• [SUPPLIED MATERIAL]
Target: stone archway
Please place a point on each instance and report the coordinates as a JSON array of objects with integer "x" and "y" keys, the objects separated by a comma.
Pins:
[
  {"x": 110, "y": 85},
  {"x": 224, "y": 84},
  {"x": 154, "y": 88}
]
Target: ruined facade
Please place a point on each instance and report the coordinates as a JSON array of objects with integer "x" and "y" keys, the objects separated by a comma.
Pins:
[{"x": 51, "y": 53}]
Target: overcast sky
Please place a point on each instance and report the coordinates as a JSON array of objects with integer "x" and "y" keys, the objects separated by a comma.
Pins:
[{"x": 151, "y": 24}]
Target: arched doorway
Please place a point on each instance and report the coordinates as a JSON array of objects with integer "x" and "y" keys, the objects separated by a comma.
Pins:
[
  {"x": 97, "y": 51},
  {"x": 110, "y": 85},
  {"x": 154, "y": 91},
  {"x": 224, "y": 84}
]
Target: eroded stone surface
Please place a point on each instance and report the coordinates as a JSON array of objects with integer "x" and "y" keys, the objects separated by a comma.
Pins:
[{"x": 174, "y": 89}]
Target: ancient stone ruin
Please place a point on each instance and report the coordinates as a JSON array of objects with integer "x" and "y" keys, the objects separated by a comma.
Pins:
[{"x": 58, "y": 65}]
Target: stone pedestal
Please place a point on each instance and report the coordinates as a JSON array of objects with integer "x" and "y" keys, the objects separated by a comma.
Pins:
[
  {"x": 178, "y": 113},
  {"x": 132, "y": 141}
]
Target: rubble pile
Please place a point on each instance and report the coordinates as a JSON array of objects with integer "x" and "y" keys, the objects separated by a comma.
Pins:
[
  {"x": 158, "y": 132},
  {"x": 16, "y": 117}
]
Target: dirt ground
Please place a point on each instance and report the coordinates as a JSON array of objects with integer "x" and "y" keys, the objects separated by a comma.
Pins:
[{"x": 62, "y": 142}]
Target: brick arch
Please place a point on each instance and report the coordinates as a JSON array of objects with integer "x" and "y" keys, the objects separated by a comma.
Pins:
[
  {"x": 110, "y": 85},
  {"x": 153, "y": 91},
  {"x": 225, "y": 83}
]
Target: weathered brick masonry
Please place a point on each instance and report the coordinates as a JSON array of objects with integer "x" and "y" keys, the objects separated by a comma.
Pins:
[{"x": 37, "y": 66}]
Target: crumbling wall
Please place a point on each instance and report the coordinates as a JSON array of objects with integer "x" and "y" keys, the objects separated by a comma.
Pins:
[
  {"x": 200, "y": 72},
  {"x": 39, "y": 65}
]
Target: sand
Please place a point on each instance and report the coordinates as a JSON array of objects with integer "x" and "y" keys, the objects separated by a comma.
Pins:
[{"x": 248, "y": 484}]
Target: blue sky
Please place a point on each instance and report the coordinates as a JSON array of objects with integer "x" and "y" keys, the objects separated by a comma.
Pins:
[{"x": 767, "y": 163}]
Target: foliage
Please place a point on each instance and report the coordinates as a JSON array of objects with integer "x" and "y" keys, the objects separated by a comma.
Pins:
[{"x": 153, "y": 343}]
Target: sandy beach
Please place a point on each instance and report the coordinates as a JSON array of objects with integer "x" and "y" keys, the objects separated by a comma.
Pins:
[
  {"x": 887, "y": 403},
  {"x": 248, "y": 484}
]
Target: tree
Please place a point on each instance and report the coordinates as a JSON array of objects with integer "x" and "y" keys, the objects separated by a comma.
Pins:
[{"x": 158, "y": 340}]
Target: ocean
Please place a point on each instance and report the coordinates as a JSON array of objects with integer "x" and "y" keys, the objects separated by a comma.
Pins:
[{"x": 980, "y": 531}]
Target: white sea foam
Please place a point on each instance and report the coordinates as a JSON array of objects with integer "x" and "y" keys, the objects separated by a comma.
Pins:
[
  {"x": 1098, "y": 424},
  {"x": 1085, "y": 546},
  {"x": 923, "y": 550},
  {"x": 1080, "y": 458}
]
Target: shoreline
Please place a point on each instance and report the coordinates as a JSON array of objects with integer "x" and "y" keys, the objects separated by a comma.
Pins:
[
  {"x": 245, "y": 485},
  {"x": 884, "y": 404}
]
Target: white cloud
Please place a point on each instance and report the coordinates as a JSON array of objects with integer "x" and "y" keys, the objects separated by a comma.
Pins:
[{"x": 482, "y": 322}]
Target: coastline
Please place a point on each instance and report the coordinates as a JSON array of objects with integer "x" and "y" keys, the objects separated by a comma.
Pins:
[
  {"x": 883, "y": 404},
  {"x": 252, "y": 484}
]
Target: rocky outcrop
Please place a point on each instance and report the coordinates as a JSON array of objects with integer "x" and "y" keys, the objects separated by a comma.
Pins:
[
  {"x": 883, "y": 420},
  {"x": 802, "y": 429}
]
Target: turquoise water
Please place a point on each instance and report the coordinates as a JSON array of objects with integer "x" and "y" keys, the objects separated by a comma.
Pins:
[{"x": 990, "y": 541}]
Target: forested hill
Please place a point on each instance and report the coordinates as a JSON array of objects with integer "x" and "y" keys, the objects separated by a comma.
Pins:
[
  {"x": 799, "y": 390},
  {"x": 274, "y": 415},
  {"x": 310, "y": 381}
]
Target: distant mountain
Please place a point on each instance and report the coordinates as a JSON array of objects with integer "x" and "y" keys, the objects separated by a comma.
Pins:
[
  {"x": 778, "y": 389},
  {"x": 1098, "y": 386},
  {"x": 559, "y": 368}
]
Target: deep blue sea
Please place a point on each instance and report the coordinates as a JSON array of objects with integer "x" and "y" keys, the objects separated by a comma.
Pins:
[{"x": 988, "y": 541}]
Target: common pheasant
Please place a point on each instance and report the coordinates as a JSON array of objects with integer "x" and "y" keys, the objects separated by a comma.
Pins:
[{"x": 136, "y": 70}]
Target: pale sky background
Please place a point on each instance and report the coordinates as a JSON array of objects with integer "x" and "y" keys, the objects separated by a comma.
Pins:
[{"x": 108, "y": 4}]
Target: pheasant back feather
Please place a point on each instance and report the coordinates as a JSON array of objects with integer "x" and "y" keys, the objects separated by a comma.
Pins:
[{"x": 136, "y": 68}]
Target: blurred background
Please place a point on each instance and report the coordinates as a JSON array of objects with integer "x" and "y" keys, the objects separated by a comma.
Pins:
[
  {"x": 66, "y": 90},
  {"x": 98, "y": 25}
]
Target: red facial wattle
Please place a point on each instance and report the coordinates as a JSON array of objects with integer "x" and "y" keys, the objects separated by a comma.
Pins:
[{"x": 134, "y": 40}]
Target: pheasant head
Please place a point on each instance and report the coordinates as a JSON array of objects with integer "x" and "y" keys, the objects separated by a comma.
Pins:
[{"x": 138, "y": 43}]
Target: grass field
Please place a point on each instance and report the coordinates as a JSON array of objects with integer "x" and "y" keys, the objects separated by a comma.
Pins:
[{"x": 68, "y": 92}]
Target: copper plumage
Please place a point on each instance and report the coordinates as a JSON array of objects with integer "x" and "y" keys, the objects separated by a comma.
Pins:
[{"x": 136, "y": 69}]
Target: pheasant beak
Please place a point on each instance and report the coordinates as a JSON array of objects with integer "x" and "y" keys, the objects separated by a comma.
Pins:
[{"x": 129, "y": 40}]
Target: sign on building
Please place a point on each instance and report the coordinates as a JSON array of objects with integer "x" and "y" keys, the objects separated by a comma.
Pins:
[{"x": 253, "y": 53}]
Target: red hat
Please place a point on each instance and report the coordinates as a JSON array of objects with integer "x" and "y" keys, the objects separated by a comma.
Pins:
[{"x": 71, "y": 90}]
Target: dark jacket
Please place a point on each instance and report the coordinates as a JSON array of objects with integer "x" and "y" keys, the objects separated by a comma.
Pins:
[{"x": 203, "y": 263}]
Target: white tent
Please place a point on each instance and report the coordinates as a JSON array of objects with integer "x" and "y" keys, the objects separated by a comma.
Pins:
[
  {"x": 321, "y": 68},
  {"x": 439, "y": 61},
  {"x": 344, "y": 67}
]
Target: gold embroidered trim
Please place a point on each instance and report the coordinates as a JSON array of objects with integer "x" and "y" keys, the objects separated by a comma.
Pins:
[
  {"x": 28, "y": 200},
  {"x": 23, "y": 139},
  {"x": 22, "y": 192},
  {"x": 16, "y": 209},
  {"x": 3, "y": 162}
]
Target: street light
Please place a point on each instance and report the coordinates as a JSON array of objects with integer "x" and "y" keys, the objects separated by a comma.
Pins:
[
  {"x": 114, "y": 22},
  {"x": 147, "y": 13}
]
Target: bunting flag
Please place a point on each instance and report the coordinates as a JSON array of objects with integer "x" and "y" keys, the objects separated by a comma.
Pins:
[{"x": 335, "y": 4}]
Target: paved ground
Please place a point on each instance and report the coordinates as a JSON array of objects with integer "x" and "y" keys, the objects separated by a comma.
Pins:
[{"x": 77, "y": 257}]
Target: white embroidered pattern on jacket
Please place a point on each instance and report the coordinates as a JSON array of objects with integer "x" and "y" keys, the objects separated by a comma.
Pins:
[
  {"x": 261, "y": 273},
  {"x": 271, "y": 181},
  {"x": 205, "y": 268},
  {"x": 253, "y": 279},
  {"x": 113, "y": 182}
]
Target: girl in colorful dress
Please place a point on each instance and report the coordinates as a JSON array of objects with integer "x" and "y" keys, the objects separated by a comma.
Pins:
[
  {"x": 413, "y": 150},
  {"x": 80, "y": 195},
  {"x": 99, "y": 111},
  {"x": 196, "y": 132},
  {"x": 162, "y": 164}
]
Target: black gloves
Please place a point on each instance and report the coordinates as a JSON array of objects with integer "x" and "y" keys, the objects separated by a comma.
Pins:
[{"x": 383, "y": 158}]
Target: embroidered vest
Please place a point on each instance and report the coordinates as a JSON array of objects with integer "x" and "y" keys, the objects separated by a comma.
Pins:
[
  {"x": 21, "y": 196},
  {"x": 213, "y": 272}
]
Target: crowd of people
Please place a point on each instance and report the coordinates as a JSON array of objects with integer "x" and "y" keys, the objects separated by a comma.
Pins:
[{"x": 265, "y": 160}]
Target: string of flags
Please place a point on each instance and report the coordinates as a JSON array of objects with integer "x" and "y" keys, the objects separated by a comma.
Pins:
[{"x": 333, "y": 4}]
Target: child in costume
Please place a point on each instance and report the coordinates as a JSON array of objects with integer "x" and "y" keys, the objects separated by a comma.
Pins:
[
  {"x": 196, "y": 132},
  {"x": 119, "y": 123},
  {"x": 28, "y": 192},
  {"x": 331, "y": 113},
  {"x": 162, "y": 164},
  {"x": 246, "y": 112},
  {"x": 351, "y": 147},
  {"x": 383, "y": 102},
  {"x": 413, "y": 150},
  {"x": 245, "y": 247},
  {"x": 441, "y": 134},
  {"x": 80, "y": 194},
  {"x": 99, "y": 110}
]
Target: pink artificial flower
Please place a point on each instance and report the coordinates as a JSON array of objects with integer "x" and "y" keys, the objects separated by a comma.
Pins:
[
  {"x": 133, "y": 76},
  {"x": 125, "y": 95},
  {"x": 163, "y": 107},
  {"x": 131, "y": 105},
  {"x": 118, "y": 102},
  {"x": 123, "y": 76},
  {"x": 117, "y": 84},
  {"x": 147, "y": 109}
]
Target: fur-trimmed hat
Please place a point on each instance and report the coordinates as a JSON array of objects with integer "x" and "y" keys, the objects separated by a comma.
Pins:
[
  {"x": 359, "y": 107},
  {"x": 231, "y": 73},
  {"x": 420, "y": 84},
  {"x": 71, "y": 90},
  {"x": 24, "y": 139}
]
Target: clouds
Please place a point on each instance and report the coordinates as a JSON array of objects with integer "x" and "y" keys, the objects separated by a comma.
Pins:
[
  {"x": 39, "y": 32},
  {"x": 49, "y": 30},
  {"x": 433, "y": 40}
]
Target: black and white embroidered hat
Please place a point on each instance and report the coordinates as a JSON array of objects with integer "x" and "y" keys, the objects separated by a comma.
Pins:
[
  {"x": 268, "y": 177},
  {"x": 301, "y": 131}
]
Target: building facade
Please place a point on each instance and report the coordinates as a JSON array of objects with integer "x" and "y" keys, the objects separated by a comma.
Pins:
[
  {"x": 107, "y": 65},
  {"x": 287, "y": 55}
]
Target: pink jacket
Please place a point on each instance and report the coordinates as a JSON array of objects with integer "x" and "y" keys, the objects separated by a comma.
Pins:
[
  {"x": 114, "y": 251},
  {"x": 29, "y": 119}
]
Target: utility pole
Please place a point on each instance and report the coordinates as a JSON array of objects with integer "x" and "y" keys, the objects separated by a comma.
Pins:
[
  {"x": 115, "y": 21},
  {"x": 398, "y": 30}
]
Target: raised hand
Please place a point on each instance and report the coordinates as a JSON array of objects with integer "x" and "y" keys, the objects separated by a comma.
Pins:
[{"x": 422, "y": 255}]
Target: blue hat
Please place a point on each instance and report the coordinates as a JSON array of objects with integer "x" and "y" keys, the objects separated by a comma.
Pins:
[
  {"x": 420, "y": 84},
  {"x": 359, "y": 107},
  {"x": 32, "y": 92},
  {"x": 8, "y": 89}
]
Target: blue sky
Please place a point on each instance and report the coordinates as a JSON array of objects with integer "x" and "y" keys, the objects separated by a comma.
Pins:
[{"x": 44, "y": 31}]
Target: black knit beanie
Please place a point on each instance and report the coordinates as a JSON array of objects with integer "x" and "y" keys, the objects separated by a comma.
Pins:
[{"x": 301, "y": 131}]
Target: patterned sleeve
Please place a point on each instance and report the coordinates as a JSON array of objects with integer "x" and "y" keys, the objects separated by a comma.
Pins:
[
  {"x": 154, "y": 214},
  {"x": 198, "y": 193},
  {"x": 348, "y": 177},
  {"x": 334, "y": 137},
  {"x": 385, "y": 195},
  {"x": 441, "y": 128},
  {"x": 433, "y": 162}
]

• [INSTRUCTIONS TO FOLLOW]
Pull out every line from the one with "Target: black and white embroidered hat" to the end of the listing, and output only those.

• [FULL RESPONSE]
Target: black and white embroidered hat
Please place a point on each instance and report the coordinates as a JSON array of objects with integer "x" and "y" keys, the objects separated by a comma.
Pins:
[
  {"x": 268, "y": 177},
  {"x": 301, "y": 131}
]
Target: building facade
Please place a point on each instance and report the coordinates as a JSON array of objects with integer "x" and "y" keys, the objects separated by a comma.
Pins:
[
  {"x": 107, "y": 65},
  {"x": 287, "y": 55}
]
Target: pink jacket
Please place a point on each instance and report the coordinates as a JSON array of objects with integer "x" and "y" keys, the objects separated by a comma.
Pins:
[
  {"x": 114, "y": 251},
  {"x": 29, "y": 119}
]
Target: utility pole
Please place a point on each instance and report the coordinates as a JSON array of objects with integer "x" and "y" keys, the objects separated by a comma.
Pins:
[
  {"x": 115, "y": 21},
  {"x": 398, "y": 30}
]
Target: raised hand
Please place a point on each instance and report the coordinates as a JSON array of objects with integer "x" and "y" keys, the objects separated by a comma.
Pins:
[{"x": 422, "y": 255}]
Target: blue hat
Please place a point on each instance and report the coordinates as a JSON array of objects with integer "x" and "y" keys, the objects separated by a comma.
Pins:
[
  {"x": 420, "y": 84},
  {"x": 359, "y": 107},
  {"x": 32, "y": 92},
  {"x": 8, "y": 89}
]
Target: blue sky
Please place a point on each instance and report the coordinates as a JSON array of objects with integer "x" and "y" keys, the objects separated by a comma.
Pins:
[{"x": 44, "y": 31}]
Target: black knit beanie
Please place a point on each instance and report the coordinates as a JSON array of objects with integer "x" and "y" keys, the objects separated by a comma.
Pins:
[{"x": 301, "y": 131}]
Target: patterned sleeve
Please place a point on each instance and report the coordinates as a JSON array of objects with integer "x" and "y" keys, the objects separated by a comma.
Pins:
[
  {"x": 154, "y": 214},
  {"x": 198, "y": 193},
  {"x": 348, "y": 177},
  {"x": 334, "y": 137},
  {"x": 385, "y": 195},
  {"x": 441, "y": 128},
  {"x": 433, "y": 162}
]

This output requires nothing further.